--- Article ---

Or, contrairement à ce qui, trop souvent, en est dit, le procès d’Outreau ne démontre pas le peu de crédibilité de la parole des enfants. Il démontre l’ignorance dans laquelle sont les adultes de ce qu’est la parole d’un enfant. Et leur ignorance plus grande encore de ce qu’est cette parole quand l’enfant qui l’énonce a été soumis à l’impensable destruction psychique que constitue pour lui un abus sexuel ou – pis encore, si c’est possible – un inceste.

Peut-on définir ce qu’est la parole d’un enfant ?

La parole d’un enfant commence bien avant les mots. Dès sa naissance, le petit d’homme exprime par ses cris, ses pleurs ou des dysfonctionnements de son corps ce qu’il a besoin de faire entendre aux adultes, pour qu’ils l’aident. Obligeant ces derniers à décrypter, pour y parvenir, les messages codés qu’il leur envoie.

Même quand vient pour lui le temps du langage, ce décryptage reste nécessaire, car, en dépit des apparences, l’enfant ne parle pas la même langue que l’adulte. Il emploie certes des mots identiques aux siens, mais il exprime à travers eux une façon de ressentir, de penser, d’imaginer très différente de la sienne ; et qui, de plus, se modifie au fur et à mesure de son développement.

La parole de l’enfant est toujours un texte d’une extrême complexité

Et cette parole doit d’autant plus être décryptée qu’elle porte toujours la marque de la totale dépendance – matérielle, intellectuelle et affective – dans laquelle l’enfant se trouve par rapport à ceux qui l’entourent, et en premier lieu ses parents. Il ne peut, en effet, penser qu’en fonction de ce qu’ils lui apprennent, et comprend par ailleurs très vite qu’il peut, par ce qu’il dit, les satisfaire ou, au contraire, leur déplaire. Compréhension qui peut le conduire – parce qu’il a peur d’eux, veut les protéger ou tente, désespérément, d’obtenir leur amour – à s’interdire de parler vrai.

---

--- Exercice court a ---
Recopiez à l'identique les lignes des données, de celle qui contient "of the recessed" jusqu'à celle qui contient "point(666, 311)", ces deux lignes comprises.

--- Données de la tâche ---

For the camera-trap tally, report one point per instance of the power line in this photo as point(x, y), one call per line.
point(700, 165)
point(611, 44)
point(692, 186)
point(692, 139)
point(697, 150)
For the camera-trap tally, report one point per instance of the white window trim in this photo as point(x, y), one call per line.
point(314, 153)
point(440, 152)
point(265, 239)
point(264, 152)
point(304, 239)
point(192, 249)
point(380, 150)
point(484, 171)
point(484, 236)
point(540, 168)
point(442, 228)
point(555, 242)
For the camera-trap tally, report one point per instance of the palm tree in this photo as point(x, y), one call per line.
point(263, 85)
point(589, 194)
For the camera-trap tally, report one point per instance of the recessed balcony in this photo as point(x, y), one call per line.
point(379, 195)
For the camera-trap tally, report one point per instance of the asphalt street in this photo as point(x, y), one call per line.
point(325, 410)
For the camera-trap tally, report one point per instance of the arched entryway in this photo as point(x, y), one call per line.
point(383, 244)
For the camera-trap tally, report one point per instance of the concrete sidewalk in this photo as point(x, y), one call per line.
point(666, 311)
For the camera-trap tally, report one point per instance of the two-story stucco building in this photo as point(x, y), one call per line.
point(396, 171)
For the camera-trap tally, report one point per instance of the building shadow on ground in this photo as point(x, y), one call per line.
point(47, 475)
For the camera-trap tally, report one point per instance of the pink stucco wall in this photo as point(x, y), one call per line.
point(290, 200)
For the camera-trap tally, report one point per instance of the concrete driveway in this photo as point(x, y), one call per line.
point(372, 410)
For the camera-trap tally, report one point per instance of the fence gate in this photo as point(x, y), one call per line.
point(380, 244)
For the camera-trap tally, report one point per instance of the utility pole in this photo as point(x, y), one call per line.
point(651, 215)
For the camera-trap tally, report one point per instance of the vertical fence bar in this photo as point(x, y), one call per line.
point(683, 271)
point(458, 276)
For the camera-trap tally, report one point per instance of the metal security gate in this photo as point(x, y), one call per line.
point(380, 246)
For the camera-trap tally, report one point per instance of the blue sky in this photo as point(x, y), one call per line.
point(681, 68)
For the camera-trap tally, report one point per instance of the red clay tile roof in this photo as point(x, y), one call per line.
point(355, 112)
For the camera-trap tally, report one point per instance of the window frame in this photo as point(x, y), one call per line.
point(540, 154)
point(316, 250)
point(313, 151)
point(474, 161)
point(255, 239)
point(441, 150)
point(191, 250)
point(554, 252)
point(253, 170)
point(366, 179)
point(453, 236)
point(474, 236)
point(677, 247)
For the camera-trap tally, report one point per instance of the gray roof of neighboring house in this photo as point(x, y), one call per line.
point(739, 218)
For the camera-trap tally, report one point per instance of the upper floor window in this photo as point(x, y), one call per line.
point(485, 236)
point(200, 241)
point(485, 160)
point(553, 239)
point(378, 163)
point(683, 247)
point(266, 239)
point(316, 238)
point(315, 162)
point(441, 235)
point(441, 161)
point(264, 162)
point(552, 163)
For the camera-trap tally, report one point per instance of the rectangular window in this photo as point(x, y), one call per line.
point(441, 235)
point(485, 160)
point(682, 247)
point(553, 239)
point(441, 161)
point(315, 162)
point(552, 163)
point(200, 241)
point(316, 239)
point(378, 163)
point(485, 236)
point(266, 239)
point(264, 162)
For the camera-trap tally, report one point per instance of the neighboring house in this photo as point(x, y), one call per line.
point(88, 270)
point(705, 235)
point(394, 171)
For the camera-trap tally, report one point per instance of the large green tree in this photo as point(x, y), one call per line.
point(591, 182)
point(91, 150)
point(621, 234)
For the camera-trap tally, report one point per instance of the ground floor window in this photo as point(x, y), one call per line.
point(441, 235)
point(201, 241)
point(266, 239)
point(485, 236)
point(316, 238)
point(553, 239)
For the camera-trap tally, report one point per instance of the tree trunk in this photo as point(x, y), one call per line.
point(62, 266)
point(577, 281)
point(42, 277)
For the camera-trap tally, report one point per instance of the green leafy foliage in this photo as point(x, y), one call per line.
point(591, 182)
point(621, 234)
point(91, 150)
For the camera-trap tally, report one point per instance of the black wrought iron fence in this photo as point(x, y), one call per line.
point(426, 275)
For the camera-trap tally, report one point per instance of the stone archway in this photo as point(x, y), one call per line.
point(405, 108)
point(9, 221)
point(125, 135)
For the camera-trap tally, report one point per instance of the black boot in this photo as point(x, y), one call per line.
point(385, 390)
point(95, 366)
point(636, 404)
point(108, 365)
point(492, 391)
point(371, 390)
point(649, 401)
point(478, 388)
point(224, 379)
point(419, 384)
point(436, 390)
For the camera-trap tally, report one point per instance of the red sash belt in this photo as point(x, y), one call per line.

---

--- Exercice court b ---
Répondez brièvement aux questions suivantes sur l'article consacré à la parole de l'enfant :
(i) Selon l'article, que démontre le procès d'Outreau ?
(ii) Par quels moyens le nouveau-né exprime-t-il ce qu'il a besoin de faire entendre aux adultes ?
(iii) Quelles formes de dépendance de l'enfant l'article énumère-t-il ?

--- Réponse a ---
For the camera-trap tally, report one point per instance of the recessed balcony in this photo as point(x, y), one call per line.
point(379, 195)
For the camera-trap tally, report one point per instance of the asphalt street in this photo as point(x, y), one call per line.
point(325, 410)
For the camera-trap tally, report one point per instance of the arched entryway in this photo as point(x, y), one call per line.
point(383, 244)
For the camera-trap tally, report one point per instance of the concrete sidewalk in this photo as point(x, y), one call per line.
point(666, 311)

--- Réponse b ---
(i) L'ignorance dans laquelle sont les adultes de ce qu'est la parole d'un enfant.
(ii) Par ses cris, ses pleurs ou des dysfonctionnements de son corps.
(iii) Une dépendance matérielle, intellectuelle et affective.